### Texte fourni:
━━━━━━
Dans le cas d’un donjon, en revanche, surprise : la vue passe à la première personne, et vous pourrez vous balader en case par case dans des couloirs en 3D fil-de-fer où vous pourrez cette fois admirer les ennemis de près – en graphismes vectoriels, eux aussi (si cela vous rappelle quelque chose, c’est normal : le moteur des donjons est directement repris d’Akalabeth, le précédent jeu de Richard Garriott). Tous les donjons comprennent dix niveaux, et la difficulté des ennemis rencontrés sera fonction de l’étage où vous vous trouvez. Évitez donc d’aller vous frotter aux monstres des profondeurs avec un personnage mal équipé, vous risqueriez de le payer d’une mort violente – qui vous vaudrait de reprendre le jeu dépouillé de votre équipement, de votre argent et de votre nourriture. Les donjons ne contiennent rien d’autre que des couloirs, des portes, des coffres (parfois piégés), des cercueils (qui contiennent des monstres en plus des trésors) et des monstres. Ceux-ci savent parfois se montrer originaux, comme ceux qui prennent l’apparence de coffres aux trésors, ou ceux qui se font passer pour… des murs. Ces derniers sont d’ailleurs particulièrement pénibles, puisqu’ils peuvent détruire votre armure – mais moins que ces cochonneries de Gremlins qui, eux, vous dérobent votre nourriture. Car oui, il faudra garder votre personnage constamment approvisionné : chaque déplacement coûte de la nourriture, et si vos réserves arrivent à zéro, c’est la mort. Très bonne idée, en revanche, à la sortie des donjons : le jeu vous attribue automatiquement un certain nombre de points de vie en fonction du nombre de monstres tués et de leur puissance. On peut donc ressortir d’un donjon en meilleure forme qu’on y est entré – et considérablement plus riche.

Les combats vont à l’essentiel : ils se jouent avec deux touches

On gagnera également pas mal de points d’expérience, mais je vais casser tout de suite l’ambiance : les niveaux, dans le jeu, ne servent à rien. Ou disons, à presque rien : ils influeront sur le nombre de monstres rencontrés sur la carte du jeu, et sur la puissance des objets vendus par les magasins. Et sur rien d’autre. Oui, c’est passablement décevant, mais alors cela signifierait-il que les caractéristiques de notre personnage ne peuvent pas augmenter ? Au contraire, mais celles-ci progressent en fait d’une façon un peu spéciale : comme on l’a vu, les rois peuvent vous attribuer des points de force à la conclusion d’un certain type de quêtes. Et pour les autres caractéristiques ? Eh bien, les rois vous envoient également visiter des points spécifiques. Lorsque vous pénètrerez  dans ces lieux-dits, vous constaterez rapidement que chacun d’entre eux vous fait gagner des points dans une caractéristique donnée. Voilà le truc : rien ne vous empêche de retourner les visiter pour gagner davantage de points, la seule contrainte étant que vous ne pourrez pas visiter le même endroit deux fois de suite.
━━━━━━
### Données enregistrées:
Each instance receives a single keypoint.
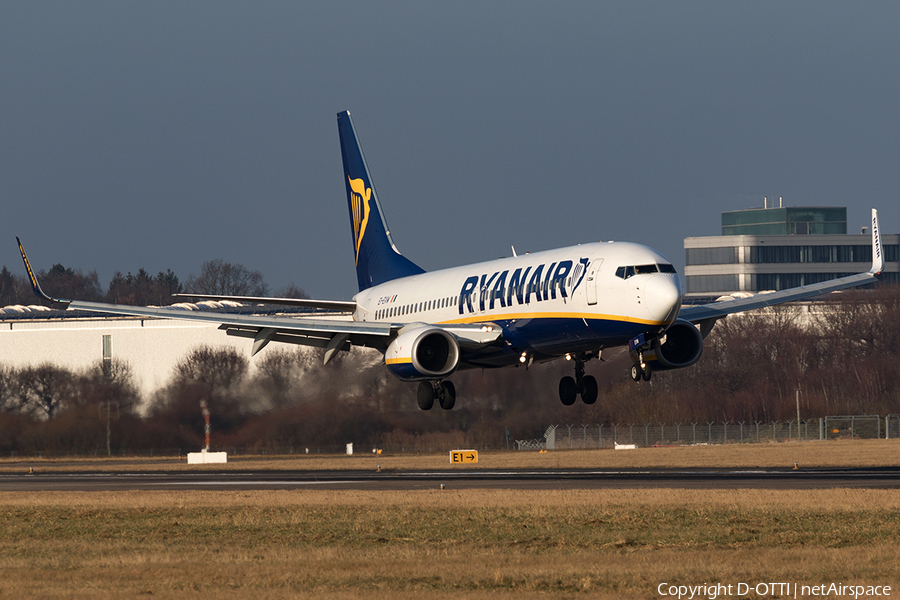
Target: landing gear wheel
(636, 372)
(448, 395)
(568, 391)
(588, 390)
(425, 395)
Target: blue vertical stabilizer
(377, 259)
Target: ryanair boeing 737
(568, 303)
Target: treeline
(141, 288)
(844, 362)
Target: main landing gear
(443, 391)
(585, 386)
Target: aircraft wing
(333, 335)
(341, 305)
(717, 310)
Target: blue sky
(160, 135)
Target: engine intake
━━━━━━
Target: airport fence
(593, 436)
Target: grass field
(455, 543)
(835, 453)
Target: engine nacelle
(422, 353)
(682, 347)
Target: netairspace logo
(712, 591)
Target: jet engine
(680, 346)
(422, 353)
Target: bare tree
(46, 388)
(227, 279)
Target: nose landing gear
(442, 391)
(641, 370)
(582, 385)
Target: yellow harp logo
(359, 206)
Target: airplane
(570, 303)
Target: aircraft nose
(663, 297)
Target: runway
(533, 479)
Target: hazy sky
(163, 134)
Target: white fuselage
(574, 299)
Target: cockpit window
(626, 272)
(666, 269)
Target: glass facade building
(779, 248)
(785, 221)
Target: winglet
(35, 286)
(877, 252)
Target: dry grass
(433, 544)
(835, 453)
━━━━━━
### Consignes:
(1) D'après le texte sur les donjons du jeu, quels monstres dérobent la nourriture du personnage ?
(2) Prolongez le texte sur les donjons du jeu à partir de sa dernière phrase.

### Corrigés:
(1) Ce sont les Gremlins.

(2)
Meurs ! Vil… heu, truc ?

Rien ne vous interdit donc de faire des allez-et-retours pendant vingt minutes entre deux points jusqu’à avoir le score maximal dans les caractéristiques concernées. Et on touche là à l’une des grosses faiblesses du jeu : une fois compris le « truc », il est tout à fait possible de se faire un personnage « ultime » avec toutes les caractéristiques à fond en à peine une heure. Sachant que l’équipement ne coute pas très cher – surtout comparé à ce que vous allez dépenser en nourriture – quelques phases de farming dans les donjons devraient rapidement vous permettre d’accumuler assez d’or pour acheter des points de vie à ne plus savoir qu’en faire, et le jeu ne devrait plus représenter qu’une difficulté symbolique au bout de deux heures.

À un détail près, cependant. Comme on l’a déjà vu, Ultima met à votre disposition un nombre impressionnant de véhicules – chevaux, charriots, aéroglisseurs (!), frégates… – qui vous seront rapidement nécessaires pour explorer de fond en comble les quatre continents du jeu ainsi que les dizaines de villes et de donjons. Sauf que viendra un moment où on vous proposera carrément d’investir dans une navette spatiale (!!!) pour aller poursuivre le combat dans l’espace.

En 1981, l’Heroic Fantasy ne nourrissait aucun complexe : une navette spatiale ? Et alors, où est le problème ?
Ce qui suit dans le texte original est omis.